§ **Opdracht**
Geef de regels van de gegevens letterlijk terug, van de regel met "Keypoint placement: for each instance of the metal" tot en met de regel met "(1105, 169)".

Voorbeelden van puntlabels
_ _ _ _ _

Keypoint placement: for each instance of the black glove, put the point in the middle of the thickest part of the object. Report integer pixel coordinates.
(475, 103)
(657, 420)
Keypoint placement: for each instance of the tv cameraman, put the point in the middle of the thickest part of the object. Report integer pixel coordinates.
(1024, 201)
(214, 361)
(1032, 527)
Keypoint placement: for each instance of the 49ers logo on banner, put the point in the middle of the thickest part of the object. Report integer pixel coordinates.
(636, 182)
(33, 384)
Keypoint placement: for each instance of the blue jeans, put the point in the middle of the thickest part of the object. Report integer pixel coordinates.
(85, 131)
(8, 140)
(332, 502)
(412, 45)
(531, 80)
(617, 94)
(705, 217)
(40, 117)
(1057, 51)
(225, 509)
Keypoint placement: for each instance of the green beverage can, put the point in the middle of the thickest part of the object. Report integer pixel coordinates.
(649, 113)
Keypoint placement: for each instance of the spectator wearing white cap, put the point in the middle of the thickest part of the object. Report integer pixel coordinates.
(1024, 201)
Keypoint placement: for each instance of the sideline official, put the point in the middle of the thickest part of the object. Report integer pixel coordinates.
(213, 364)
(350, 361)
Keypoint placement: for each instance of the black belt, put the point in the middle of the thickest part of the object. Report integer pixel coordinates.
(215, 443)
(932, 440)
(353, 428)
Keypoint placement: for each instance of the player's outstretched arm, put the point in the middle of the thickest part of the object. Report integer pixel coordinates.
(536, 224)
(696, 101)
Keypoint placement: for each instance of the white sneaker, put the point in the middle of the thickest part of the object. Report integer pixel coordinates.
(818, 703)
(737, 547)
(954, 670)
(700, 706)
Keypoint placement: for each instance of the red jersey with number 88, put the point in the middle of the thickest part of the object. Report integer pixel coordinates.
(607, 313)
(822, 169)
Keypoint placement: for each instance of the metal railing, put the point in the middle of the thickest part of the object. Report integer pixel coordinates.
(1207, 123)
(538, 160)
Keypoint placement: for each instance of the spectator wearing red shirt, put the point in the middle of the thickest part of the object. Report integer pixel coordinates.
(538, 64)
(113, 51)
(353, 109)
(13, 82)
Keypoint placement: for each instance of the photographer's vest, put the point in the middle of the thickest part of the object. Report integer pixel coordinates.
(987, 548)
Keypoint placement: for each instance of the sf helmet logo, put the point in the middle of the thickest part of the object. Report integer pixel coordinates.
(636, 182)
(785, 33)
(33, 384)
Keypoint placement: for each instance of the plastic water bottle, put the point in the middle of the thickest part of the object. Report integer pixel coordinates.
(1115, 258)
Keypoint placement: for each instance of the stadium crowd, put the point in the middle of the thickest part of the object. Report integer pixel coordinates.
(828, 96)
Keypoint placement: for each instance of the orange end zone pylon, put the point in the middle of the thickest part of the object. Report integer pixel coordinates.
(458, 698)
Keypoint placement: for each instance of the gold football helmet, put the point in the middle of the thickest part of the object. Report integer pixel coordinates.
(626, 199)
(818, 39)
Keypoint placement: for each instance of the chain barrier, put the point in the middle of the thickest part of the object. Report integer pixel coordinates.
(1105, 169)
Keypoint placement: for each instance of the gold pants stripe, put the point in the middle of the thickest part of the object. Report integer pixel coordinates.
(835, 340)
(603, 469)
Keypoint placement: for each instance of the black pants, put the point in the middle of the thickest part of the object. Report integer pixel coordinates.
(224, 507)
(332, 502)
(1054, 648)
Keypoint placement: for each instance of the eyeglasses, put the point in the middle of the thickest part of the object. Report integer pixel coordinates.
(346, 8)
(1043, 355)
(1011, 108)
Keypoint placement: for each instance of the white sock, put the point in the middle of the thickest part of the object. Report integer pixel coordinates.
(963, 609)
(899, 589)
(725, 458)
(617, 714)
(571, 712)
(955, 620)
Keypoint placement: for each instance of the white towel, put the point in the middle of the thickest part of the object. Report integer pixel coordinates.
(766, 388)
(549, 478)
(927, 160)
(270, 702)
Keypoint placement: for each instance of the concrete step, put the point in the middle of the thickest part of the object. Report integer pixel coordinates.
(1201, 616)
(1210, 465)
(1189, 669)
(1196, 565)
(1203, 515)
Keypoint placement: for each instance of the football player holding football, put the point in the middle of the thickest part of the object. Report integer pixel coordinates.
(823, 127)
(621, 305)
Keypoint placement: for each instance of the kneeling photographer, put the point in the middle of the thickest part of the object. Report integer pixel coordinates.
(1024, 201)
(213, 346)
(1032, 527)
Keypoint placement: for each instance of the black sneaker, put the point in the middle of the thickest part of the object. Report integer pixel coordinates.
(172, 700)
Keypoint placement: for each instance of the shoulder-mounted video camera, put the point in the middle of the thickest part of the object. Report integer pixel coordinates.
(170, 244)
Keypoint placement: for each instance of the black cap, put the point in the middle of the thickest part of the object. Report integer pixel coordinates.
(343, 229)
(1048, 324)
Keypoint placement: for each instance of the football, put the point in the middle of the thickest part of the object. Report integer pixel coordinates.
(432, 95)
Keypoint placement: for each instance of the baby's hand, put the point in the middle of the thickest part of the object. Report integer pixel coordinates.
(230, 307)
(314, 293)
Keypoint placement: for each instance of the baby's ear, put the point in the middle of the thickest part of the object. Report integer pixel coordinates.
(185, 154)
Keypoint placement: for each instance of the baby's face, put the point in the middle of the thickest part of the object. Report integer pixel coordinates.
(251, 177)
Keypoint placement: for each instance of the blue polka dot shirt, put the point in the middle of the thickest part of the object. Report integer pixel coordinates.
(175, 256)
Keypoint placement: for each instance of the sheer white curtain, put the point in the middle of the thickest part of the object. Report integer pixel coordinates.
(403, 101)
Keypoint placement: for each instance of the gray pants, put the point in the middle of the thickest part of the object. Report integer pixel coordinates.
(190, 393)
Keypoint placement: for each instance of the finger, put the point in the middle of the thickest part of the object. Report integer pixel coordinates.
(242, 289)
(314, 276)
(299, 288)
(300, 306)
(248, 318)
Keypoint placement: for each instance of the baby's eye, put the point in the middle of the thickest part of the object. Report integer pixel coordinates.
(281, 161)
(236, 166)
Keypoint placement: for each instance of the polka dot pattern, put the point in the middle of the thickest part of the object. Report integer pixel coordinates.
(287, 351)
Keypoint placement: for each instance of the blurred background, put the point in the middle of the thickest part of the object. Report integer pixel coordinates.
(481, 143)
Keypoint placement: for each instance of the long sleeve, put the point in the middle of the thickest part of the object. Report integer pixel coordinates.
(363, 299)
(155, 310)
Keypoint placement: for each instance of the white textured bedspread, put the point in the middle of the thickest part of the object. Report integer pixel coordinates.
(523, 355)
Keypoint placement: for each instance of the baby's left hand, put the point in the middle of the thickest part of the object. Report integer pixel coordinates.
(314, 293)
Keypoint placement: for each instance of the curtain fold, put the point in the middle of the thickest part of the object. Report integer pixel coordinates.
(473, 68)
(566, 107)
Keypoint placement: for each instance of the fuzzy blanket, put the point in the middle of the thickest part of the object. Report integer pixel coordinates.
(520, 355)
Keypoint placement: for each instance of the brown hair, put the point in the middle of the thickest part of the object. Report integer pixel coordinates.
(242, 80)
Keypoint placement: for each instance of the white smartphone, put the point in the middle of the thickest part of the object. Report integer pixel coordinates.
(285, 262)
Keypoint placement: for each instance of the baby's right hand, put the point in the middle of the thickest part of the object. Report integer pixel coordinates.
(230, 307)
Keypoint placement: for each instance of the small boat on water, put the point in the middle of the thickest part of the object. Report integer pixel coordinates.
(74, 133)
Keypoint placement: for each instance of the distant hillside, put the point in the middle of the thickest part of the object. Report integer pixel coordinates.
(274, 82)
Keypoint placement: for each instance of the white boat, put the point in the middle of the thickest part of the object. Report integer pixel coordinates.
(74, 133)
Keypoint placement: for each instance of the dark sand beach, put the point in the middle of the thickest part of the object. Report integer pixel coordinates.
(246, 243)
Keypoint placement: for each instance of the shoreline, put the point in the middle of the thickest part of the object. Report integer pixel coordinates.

_ _ _ _ _

§ **Klaar antwoord**
Keypoint placement: for each instance of the metal railing, put the point in the middle of the thickest part of the object. Report integer pixel coordinates.
(1207, 123)
(538, 160)
Keypoint placement: for each instance of the spectator wearing red shirt, put the point in the middle of the thickest part of the object. Report integer pixel coordinates.
(538, 64)
(113, 51)
(353, 109)
(13, 82)
Keypoint placement: for each instance of the photographer's vest, put the point in the middle of the thickest part of the object. Report integer pixel coordinates.
(987, 548)
Keypoint placement: for each instance of the sf helmet logo, put the point in the middle of the thickest part of the object. Report integer pixel coordinates.
(636, 182)
(785, 33)
(33, 384)
Keypoint placement: for each instance of the plastic water bottle, put the point in the middle of the thickest part of the object. Report integer pixel coordinates.
(1115, 258)
Keypoint placement: for each instance of the stadium crowd, put the point in the middle of the thickest part of the object. Report integer pixel coordinates.
(828, 96)
Keypoint placement: for each instance of the orange end zone pylon, put the point in the middle of the thickest part of the object. Report integer pixel coordinates.
(458, 698)
Keypoint placement: for each instance of the gold football helmet, put the point in the middle of the thickest part of the object. Report integer pixel coordinates.
(626, 199)
(818, 39)
Keypoint placement: for each instance of the chain barrier, put the point in the middle of the thickest part of the object. Report integer pixel coordinates.
(1105, 169)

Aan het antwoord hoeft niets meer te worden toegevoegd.